Task brief:
Pull out every line of text in the entries below without changing a character, and leave the pictures out of your answer.

Given data:
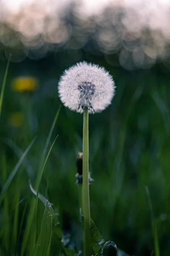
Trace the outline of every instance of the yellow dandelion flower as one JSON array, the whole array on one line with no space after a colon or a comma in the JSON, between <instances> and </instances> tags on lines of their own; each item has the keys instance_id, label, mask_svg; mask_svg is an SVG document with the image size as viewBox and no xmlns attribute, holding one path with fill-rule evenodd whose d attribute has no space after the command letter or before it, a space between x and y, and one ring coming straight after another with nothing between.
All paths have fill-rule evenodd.
<instances>
[{"instance_id":1,"label":"yellow dandelion flower","mask_svg":"<svg viewBox=\"0 0 170 256\"><path fill-rule=\"evenodd\" d=\"M34 91L38 87L37 79L31 76L19 76L14 79L12 83L13 90L20 92Z\"/></svg>"},{"instance_id":2,"label":"yellow dandelion flower","mask_svg":"<svg viewBox=\"0 0 170 256\"><path fill-rule=\"evenodd\" d=\"M9 124L14 127L21 126L24 121L24 117L20 112L14 112L11 114L8 119Z\"/></svg>"}]
</instances>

Completed exercise:
Trace the outline of every instance of the yellow dandelion flower as one JSON array, the whole array on one line with no space after a colon or a comma in the JSON, between <instances> and </instances> tags on lines of their own; each item has the keys instance_id, label, mask_svg; mask_svg is an SVG document with the image size as viewBox and no xmlns attribute, holding one path with fill-rule evenodd whose d attribute has no space after the command letter or before it, a space between x and y, and one ring coming straight after another with nothing between.
All paths have fill-rule evenodd.
<instances>
[{"instance_id":1,"label":"yellow dandelion flower","mask_svg":"<svg viewBox=\"0 0 170 256\"><path fill-rule=\"evenodd\" d=\"M34 91L38 87L37 79L31 76L19 76L14 79L12 83L13 90L20 92Z\"/></svg>"},{"instance_id":2,"label":"yellow dandelion flower","mask_svg":"<svg viewBox=\"0 0 170 256\"><path fill-rule=\"evenodd\" d=\"M9 124L14 127L21 126L24 121L24 117L20 112L14 112L11 114L8 119Z\"/></svg>"}]
</instances>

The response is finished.